▸ Exercise
List each line of the records below that contains the word "building".

Point-based annotation data:
•••
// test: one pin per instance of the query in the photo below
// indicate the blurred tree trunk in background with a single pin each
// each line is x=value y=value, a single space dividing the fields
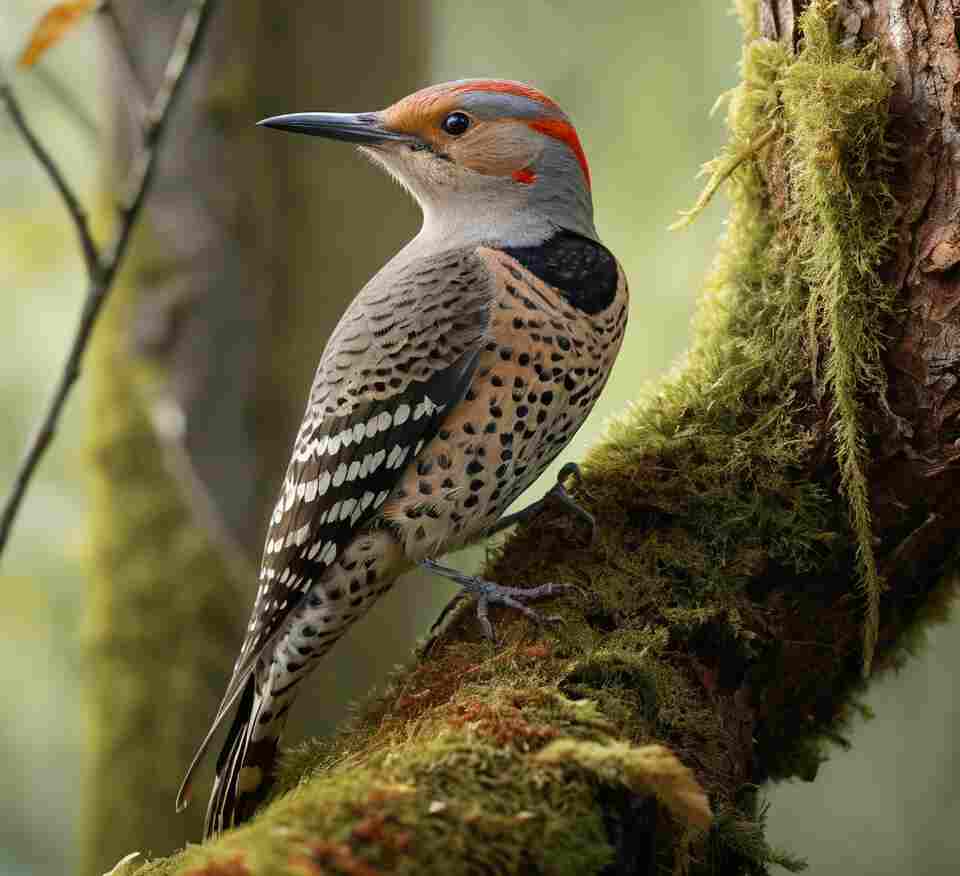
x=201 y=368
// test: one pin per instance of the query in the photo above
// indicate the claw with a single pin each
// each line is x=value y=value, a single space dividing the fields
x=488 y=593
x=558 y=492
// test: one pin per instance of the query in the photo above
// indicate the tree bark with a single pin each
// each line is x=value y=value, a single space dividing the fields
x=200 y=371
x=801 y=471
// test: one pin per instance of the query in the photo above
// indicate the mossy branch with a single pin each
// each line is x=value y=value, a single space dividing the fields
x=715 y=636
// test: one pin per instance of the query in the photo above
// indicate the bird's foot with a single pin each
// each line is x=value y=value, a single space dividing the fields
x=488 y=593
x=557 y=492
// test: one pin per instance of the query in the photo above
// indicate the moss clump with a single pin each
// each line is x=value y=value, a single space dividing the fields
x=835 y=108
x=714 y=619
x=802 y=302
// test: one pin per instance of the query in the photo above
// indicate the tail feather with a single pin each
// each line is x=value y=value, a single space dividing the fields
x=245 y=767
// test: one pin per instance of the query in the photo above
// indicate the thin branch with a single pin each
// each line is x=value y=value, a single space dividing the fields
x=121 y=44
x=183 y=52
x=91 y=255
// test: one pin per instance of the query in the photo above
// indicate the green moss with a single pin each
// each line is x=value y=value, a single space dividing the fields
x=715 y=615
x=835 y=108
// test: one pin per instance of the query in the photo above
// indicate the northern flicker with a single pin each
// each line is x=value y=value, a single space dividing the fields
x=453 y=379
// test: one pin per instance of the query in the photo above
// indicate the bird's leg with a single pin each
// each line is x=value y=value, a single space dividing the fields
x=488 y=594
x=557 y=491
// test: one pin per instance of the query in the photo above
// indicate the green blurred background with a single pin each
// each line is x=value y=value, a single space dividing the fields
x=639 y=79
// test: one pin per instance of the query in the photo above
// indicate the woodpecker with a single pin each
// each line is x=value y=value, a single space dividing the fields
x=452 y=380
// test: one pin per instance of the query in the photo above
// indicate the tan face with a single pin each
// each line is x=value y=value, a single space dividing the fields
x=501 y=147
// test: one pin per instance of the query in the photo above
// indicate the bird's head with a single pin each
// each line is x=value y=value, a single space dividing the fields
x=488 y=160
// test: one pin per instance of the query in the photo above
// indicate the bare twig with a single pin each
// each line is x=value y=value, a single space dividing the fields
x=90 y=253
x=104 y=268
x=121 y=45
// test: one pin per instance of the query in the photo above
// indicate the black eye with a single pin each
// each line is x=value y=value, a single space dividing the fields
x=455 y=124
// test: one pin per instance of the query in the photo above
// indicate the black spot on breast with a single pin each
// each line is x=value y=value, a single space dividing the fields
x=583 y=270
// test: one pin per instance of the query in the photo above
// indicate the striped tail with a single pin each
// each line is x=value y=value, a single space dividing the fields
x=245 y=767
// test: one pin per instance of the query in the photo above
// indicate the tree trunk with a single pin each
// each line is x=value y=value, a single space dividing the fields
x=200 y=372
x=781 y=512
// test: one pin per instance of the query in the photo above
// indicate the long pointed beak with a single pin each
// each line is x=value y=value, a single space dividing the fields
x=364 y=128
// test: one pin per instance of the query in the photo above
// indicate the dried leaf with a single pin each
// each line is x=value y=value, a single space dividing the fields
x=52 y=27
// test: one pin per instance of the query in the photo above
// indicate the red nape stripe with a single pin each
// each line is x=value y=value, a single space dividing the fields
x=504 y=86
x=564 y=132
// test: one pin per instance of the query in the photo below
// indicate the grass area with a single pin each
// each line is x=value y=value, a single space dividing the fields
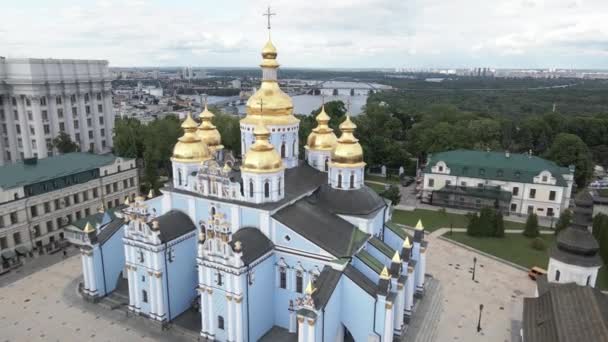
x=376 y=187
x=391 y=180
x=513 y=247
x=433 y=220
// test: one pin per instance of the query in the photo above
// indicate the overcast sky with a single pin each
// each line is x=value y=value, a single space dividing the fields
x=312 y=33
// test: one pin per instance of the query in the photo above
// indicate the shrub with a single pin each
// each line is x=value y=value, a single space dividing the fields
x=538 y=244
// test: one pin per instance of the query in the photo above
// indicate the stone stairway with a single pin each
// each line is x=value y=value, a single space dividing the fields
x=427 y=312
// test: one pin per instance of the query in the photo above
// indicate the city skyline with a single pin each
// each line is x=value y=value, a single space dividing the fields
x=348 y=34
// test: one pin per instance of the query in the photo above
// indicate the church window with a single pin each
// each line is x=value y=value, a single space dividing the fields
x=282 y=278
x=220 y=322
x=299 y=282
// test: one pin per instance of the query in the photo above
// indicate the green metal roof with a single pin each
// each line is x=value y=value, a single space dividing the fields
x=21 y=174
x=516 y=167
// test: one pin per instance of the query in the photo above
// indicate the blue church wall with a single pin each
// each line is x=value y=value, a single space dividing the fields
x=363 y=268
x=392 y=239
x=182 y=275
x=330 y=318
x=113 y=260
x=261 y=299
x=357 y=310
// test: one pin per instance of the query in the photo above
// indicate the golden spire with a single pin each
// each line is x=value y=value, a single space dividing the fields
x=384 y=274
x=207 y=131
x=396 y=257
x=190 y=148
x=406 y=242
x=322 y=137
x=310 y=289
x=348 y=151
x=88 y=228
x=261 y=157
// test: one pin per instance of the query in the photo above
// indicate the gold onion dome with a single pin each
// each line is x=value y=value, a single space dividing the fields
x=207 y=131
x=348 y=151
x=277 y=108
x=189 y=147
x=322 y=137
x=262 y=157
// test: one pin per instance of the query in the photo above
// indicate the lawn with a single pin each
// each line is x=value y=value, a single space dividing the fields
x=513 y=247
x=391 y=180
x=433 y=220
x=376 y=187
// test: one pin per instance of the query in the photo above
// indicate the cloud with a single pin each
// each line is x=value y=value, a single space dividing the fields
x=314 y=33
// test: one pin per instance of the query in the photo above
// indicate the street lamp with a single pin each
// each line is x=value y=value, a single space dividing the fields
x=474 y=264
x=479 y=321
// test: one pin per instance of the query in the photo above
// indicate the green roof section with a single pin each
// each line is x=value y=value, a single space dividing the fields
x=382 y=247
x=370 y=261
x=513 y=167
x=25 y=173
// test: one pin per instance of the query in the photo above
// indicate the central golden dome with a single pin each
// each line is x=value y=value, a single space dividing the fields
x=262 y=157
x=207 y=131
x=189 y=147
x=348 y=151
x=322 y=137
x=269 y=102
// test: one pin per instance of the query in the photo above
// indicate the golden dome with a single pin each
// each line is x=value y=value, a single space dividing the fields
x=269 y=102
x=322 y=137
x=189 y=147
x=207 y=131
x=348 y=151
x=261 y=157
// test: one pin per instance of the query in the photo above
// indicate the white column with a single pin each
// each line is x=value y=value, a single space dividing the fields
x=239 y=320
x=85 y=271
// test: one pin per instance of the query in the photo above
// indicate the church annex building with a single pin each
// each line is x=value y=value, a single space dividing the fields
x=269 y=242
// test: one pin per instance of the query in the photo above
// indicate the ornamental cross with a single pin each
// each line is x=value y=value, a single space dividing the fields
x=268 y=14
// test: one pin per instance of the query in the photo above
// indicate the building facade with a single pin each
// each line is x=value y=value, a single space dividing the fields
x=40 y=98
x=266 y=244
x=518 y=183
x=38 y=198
•••
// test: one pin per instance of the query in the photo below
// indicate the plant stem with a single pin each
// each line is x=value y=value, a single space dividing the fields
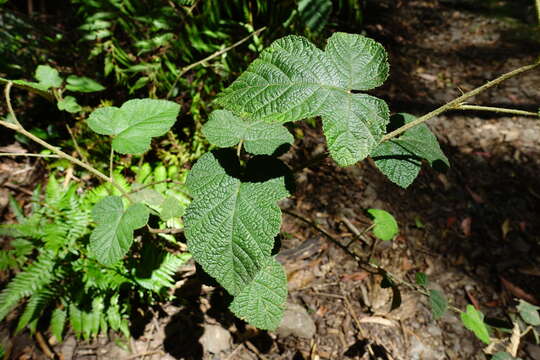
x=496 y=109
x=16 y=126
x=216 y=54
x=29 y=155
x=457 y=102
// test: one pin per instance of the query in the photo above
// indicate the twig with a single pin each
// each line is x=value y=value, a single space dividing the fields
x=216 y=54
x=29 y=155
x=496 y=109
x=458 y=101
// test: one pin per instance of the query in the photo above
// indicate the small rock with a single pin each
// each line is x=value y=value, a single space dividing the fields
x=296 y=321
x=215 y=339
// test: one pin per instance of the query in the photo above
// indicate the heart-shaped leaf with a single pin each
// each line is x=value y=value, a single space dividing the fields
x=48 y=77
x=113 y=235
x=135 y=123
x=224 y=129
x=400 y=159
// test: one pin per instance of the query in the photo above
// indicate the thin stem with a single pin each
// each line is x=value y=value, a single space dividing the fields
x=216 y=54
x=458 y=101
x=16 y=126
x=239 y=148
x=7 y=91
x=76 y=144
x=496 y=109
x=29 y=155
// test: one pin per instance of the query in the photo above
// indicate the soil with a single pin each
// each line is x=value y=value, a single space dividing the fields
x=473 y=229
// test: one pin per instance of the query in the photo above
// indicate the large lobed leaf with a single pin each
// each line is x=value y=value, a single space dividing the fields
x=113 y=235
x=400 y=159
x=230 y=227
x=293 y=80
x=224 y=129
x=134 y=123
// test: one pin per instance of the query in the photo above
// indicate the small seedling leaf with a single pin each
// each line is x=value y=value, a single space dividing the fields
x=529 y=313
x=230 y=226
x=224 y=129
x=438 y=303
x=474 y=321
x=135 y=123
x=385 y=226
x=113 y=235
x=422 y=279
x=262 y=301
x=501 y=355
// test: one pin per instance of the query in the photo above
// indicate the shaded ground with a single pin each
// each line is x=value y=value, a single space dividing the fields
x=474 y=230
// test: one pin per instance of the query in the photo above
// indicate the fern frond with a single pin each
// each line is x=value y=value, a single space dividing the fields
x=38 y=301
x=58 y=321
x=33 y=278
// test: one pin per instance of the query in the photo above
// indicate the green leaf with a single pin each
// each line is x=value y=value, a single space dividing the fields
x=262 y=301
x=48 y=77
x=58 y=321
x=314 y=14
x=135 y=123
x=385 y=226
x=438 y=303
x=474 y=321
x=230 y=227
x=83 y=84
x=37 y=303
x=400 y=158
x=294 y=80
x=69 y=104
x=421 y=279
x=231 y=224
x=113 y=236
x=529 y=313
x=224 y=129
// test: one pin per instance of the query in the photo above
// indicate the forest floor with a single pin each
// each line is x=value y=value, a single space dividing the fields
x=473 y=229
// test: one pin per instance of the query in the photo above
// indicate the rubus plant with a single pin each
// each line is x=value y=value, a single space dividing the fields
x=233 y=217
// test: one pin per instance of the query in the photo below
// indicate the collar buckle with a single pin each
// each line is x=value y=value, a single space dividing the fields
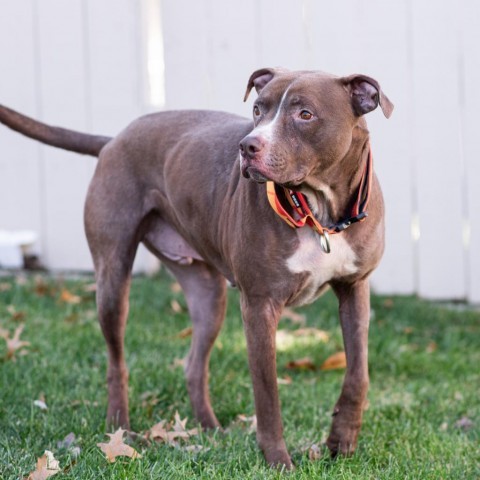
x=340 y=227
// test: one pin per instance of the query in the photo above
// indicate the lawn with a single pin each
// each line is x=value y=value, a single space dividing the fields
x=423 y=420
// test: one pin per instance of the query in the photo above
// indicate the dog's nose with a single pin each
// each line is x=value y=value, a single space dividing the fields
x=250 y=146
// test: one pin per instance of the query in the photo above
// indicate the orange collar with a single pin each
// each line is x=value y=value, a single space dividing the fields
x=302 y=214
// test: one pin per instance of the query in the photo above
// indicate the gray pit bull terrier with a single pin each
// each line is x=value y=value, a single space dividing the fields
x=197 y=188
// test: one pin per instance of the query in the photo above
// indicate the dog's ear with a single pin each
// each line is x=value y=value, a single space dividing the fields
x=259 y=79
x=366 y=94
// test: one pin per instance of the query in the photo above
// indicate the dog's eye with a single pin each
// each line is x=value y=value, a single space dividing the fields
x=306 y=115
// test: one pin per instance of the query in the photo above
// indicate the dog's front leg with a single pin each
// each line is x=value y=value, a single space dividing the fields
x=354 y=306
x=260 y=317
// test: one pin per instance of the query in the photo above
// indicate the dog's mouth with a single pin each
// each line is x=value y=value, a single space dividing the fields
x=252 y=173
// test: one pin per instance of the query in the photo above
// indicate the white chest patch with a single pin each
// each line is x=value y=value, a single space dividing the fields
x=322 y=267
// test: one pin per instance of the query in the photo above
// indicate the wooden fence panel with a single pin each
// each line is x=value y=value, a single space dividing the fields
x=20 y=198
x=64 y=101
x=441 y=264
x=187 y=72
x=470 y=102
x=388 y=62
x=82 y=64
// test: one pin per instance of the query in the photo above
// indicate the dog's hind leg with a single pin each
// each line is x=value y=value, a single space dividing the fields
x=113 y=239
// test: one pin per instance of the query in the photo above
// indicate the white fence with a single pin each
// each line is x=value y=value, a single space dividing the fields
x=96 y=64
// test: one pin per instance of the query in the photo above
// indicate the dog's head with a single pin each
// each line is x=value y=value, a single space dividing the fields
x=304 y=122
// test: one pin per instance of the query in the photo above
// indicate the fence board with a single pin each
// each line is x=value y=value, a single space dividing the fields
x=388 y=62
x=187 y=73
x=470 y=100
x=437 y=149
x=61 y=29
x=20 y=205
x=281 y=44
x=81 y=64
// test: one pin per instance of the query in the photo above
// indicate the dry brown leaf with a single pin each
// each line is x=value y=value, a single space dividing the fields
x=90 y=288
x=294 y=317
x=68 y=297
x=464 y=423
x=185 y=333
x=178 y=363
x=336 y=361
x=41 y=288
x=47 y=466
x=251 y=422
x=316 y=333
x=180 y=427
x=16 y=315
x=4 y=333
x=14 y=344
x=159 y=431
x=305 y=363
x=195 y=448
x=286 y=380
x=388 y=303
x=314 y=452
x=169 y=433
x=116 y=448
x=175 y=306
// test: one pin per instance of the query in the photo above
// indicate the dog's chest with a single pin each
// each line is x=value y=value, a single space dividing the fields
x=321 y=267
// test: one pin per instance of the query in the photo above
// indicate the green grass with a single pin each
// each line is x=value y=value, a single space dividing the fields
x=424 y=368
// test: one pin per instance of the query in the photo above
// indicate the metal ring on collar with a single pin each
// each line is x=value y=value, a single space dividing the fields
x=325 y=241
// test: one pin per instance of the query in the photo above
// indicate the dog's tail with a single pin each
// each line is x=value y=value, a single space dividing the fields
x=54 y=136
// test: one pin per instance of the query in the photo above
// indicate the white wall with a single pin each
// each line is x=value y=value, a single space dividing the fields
•••
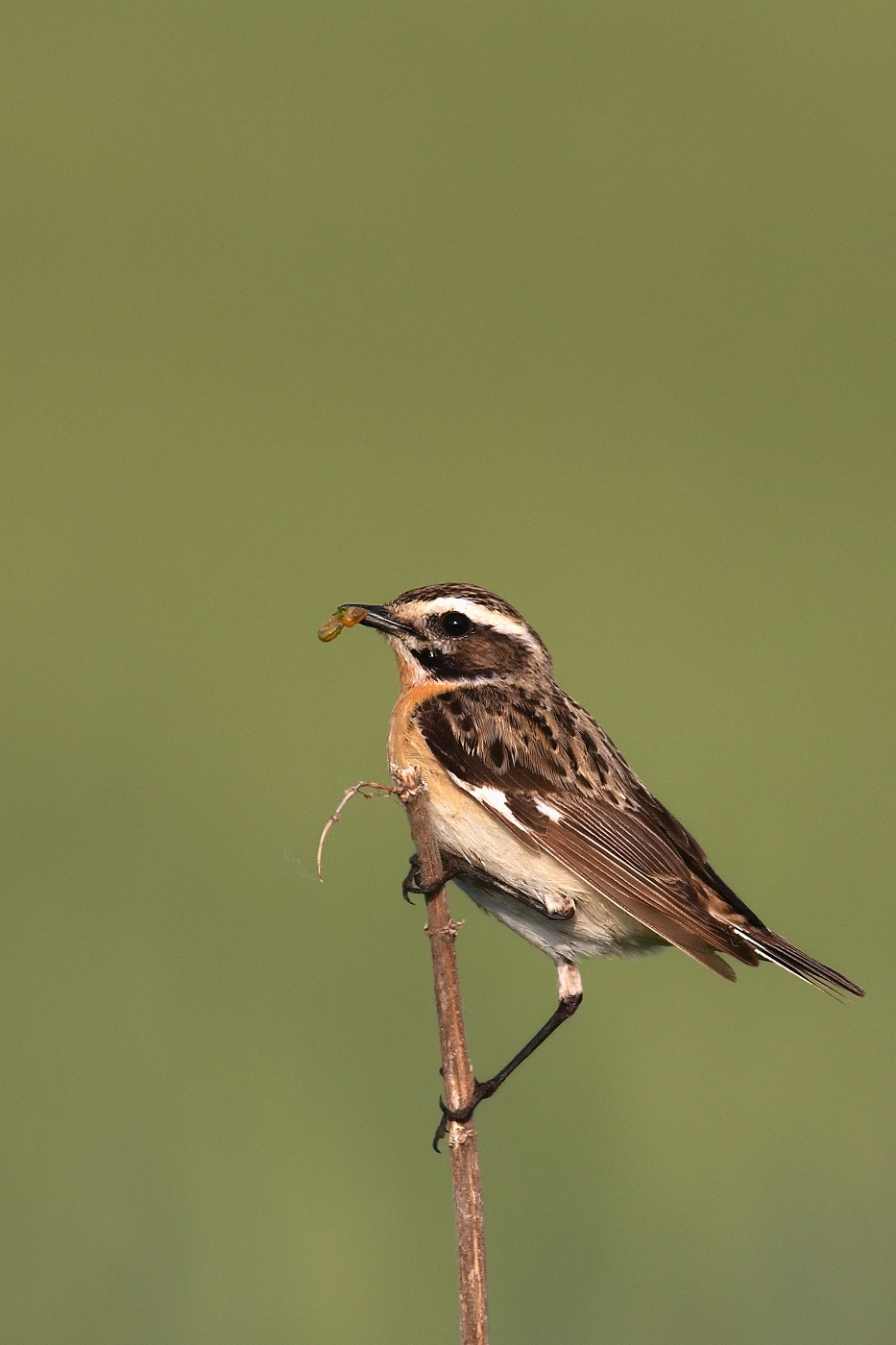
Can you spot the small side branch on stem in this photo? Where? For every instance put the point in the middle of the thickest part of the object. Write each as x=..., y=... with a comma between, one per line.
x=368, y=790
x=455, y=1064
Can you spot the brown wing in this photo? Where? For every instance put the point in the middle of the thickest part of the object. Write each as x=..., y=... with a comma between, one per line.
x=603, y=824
•••
▸ Exercise result
// indicate the church annex building with a single pin each
// indicate the building facade with a single pin each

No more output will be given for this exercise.